* _TEXT SECTION_:
+++

We can attend, at our own pace, to what is happening right here.

Wednesday, January 27, 2016

Stay Tuned

Hello, darlings.  Today, I have a bit of a job interviewy thing going on, so I spent a good deal of yesterday preparing.  I did not have the time I would like to have to devote to a new post, but I want to stick to my Monday, Wednesday, Friday release schedule.  I have a lot of things to write about, so that's no worry.  Friday, I do believe I will be publishing a piece about Richard McGuire's Here.

~On Friday~  


Here was released when I was writing my Master's thesis in which I defended a certain definition of comics from a bunch of criticisms in the philosophy of comics literature.  You can imagine my horror, then, when a high-profile, very well-received comic came out that was a perfect embodiment of a comic which violated major intuitions we have about storytelling in comics.  Ultimately, I believe Here actually cuts deep to the heart of a good definition, rather than being something which violates it.  That's not to say Here doesn't push boundaries; rather, it pushes them on its way to the heart of what makes this form so effective and resonant.

What I write on Friday, however, won't be about any of this technical drivel.  It will be a rather more personal piece than I am likely to write many other times; but, that's just the kind of reaction that I believe Here inspires.  And damnit if that isn't really beautiful and cool.

+++

* _DATASET CONTENT_:
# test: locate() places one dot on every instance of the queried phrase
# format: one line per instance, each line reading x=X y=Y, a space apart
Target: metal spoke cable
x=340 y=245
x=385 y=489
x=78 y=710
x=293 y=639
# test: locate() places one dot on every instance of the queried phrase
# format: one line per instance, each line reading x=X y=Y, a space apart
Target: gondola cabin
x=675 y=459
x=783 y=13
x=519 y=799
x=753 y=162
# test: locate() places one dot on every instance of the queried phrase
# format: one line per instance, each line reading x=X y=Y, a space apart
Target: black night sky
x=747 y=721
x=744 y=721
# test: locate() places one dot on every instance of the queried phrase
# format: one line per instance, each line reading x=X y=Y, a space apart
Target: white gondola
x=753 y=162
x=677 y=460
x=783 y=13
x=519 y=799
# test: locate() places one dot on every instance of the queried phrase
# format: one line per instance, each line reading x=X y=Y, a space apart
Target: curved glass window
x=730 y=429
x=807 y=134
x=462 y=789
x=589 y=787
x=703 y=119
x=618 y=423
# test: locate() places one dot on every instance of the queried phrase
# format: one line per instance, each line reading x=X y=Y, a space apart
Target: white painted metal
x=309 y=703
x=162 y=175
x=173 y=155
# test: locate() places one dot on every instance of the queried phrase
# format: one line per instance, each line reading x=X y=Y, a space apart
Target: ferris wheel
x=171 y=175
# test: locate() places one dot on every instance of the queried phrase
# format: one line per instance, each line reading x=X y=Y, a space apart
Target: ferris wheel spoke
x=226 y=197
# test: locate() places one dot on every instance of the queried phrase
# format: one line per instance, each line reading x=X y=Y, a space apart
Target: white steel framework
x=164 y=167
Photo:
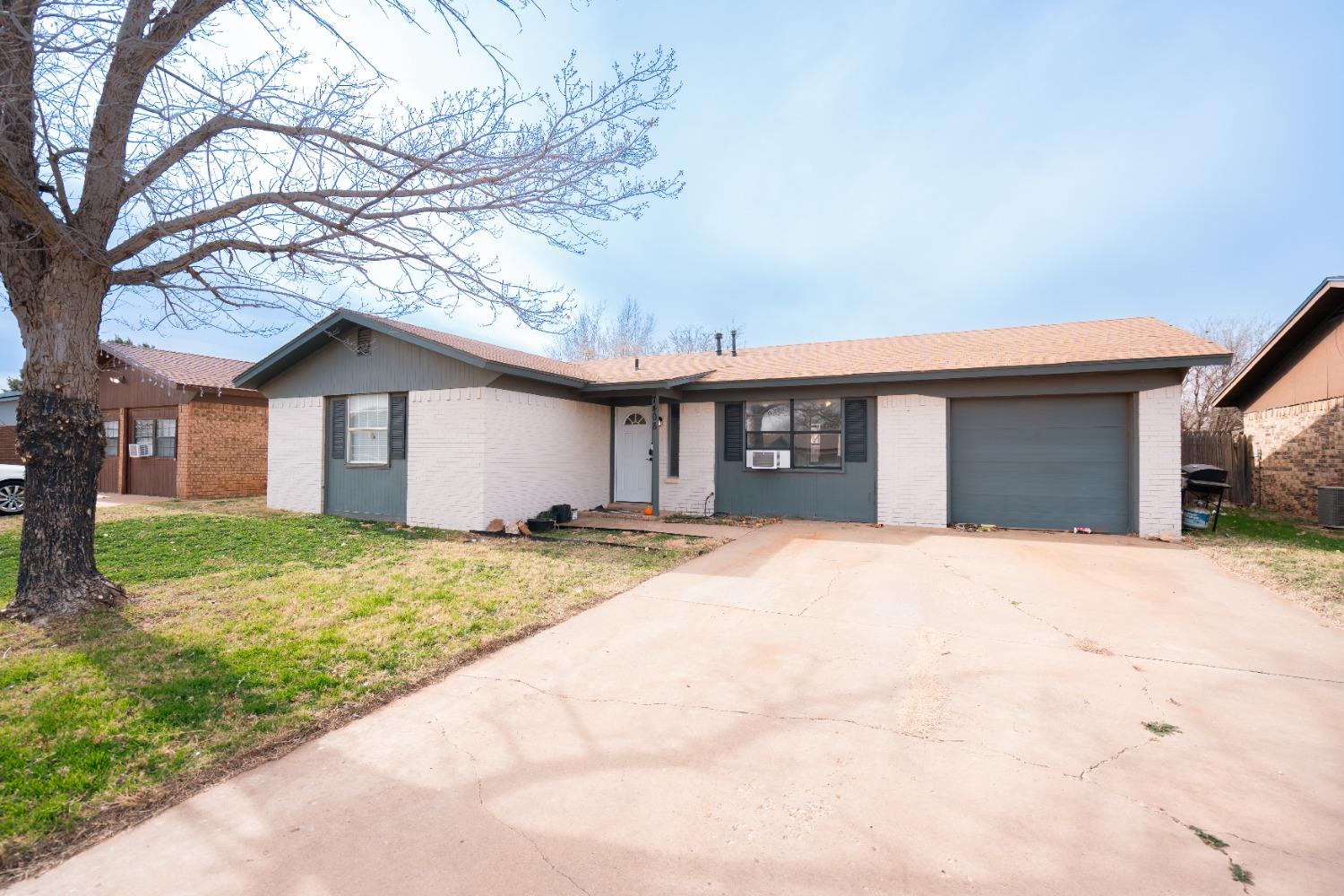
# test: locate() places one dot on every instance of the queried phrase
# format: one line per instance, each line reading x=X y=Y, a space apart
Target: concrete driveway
x=820 y=708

+++

* _EXERCISE INSTRUCTIONS_:
1. Please reproduce a passage from the blog post word for word, beginning at the words "We can attend, at" and stopping after the words "Richard McGuire's Here.".
2. According to the blog post, which days make up the writer's release schedule?
You can set the records aside; they aren't needed here.

* _IN RESPONSE_:
1.
We can attend, at our own pace, to what is happening right here.

Wednesday, January 27, 2016

Stay Tuned

Hello, darlings.  Today, I have a bit of a job interviewy thing going on, so I spent a good deal of yesterday preparing.  I did not have the time I would like to have to devote to a new post, but I want to stick to my Monday, Wednesday, Friday release schedule.  I have a lot of things to write about, so that's no worry.  Friday, I do believe I will be publishing a piece about Richard McGuire's Here.

2. Monday, Wednesday, and Friday.